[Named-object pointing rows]

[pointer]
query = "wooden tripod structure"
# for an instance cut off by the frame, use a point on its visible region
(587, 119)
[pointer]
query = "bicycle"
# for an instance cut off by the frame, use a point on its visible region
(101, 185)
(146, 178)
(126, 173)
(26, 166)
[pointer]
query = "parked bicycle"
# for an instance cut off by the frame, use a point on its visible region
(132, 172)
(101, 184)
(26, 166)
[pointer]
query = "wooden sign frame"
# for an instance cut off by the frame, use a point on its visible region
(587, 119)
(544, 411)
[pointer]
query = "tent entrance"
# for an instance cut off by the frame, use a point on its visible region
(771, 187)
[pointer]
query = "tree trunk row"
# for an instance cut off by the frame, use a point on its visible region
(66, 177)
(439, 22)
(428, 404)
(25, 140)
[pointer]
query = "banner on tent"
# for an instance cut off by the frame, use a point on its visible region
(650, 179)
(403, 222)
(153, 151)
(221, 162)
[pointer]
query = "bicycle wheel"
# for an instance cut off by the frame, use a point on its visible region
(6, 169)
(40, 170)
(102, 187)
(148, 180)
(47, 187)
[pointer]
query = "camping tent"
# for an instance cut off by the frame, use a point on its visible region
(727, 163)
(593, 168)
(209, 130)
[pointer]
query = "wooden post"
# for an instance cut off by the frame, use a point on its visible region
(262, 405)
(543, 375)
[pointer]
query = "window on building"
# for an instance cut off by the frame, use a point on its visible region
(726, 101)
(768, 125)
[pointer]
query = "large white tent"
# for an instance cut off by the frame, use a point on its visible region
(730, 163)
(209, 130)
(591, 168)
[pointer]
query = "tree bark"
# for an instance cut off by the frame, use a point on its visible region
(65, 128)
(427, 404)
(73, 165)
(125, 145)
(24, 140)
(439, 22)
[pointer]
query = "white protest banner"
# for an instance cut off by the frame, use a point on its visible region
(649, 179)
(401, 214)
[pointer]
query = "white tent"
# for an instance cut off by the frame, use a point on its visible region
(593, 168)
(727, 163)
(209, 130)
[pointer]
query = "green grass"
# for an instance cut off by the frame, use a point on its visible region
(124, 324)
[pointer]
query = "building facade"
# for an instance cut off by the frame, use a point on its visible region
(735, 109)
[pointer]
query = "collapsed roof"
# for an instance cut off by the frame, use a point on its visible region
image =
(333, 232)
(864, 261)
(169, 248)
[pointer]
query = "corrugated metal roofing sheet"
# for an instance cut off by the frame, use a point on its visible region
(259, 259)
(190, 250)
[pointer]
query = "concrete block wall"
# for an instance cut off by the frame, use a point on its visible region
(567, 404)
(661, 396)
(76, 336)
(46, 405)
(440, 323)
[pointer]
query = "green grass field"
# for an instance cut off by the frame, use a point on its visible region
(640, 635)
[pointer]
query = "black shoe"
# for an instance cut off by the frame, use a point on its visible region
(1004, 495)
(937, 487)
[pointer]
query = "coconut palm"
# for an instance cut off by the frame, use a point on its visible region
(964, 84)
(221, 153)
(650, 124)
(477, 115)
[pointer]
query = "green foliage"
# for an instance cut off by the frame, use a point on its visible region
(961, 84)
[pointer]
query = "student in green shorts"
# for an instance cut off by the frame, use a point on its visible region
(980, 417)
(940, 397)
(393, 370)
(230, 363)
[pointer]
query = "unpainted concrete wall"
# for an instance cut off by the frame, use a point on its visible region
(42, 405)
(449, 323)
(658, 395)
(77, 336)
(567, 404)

--

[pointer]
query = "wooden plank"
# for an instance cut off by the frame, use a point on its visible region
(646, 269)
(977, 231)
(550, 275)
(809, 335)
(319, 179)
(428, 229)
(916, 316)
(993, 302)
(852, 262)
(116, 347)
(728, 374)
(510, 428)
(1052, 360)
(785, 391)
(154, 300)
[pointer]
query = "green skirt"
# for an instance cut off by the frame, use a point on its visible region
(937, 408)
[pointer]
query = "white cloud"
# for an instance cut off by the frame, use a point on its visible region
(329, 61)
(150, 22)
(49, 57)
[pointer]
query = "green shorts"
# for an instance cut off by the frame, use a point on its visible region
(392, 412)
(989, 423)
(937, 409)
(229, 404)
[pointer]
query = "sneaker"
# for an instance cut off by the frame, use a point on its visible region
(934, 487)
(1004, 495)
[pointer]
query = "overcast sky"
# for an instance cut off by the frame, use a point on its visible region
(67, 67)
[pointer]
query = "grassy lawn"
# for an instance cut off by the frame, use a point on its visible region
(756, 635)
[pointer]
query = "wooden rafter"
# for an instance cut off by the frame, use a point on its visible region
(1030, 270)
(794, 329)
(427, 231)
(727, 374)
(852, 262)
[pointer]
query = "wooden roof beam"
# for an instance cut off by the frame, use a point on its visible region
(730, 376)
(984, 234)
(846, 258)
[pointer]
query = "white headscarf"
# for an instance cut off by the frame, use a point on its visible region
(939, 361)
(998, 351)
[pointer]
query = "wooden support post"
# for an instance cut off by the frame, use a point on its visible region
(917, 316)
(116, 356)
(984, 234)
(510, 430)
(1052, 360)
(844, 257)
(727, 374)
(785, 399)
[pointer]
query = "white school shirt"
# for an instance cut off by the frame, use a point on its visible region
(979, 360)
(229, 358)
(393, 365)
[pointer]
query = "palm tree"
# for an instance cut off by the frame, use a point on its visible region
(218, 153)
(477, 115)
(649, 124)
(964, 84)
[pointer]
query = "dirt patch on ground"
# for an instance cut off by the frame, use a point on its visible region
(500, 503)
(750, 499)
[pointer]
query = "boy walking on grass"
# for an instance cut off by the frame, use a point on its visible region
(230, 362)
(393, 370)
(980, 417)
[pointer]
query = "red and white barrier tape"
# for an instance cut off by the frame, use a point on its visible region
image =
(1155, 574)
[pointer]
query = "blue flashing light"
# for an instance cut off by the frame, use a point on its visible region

### Brief
List every line in the rows above that contains the word "concrete".

### Output for this task
query = "concrete block wall"
query = "unpainted concrete wall"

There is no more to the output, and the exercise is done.